▶ **Data for this task**:
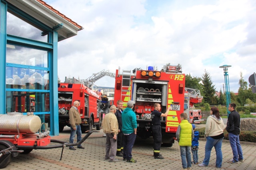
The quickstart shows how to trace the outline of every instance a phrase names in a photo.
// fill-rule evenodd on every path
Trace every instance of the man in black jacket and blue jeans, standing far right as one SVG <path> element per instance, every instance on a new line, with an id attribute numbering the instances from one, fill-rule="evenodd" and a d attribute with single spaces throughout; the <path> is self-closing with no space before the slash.
<path id="1" fill-rule="evenodd" d="M 240 115 L 235 109 L 236 104 L 229 104 L 228 110 L 230 114 L 228 116 L 226 130 L 228 131 L 228 139 L 233 151 L 233 159 L 228 160 L 228 163 L 231 164 L 237 164 L 238 161 L 244 162 L 243 151 L 239 141 Z"/>

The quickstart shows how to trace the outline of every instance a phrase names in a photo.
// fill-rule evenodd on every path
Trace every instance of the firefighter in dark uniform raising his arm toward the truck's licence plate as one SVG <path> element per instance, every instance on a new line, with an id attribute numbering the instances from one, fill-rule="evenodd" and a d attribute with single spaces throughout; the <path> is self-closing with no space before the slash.
<path id="1" fill-rule="evenodd" d="M 164 157 L 160 154 L 160 147 L 162 143 L 162 128 L 161 128 L 160 117 L 166 117 L 171 107 L 168 107 L 165 113 L 161 113 L 160 109 L 161 109 L 161 105 L 159 103 L 155 103 L 154 111 L 151 113 L 155 159 L 164 159 Z"/>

▶ **Work task**: Every record above must be given again exactly; drop the pictures.

▶ **Exercise solution**:
The quickstart shows how to trace the outline of every instance a phrase names in a photo.
// fill-rule evenodd on every path
Trace every instance of the man in black jacket and blue jeans, standing far right as one SVG <path> element per instance, every instance on a new line, with an id attribute numbering the instances from one, fill-rule="evenodd" and a d attribute with single spaces throughout; the <path> is self-closing with no space before the slash.
<path id="1" fill-rule="evenodd" d="M 240 115 L 235 109 L 236 104 L 229 104 L 228 110 L 230 114 L 228 116 L 226 130 L 228 131 L 228 139 L 233 151 L 233 159 L 228 160 L 228 163 L 231 164 L 237 164 L 238 161 L 244 162 L 243 151 L 239 141 Z"/>

The quickstart shows how to trace the outline of every instance a phrase names in a photo.
// fill-rule evenodd on every path
Trace every instance of the firefighter in dark uniform raising his arm toward the truck's licence plate as one SVG <path> element per instance, every instance on a new line, with an id attribute numbering the instances from one, fill-rule="evenodd" and a d attribute with single spaces throughout; the <path> is self-closing with no space before the slash.
<path id="1" fill-rule="evenodd" d="M 164 157 L 160 154 L 160 147 L 162 143 L 162 128 L 161 128 L 160 117 L 166 117 L 171 107 L 168 107 L 165 113 L 161 113 L 160 109 L 161 109 L 161 105 L 159 103 L 155 103 L 154 111 L 151 113 L 155 159 L 164 159 Z"/>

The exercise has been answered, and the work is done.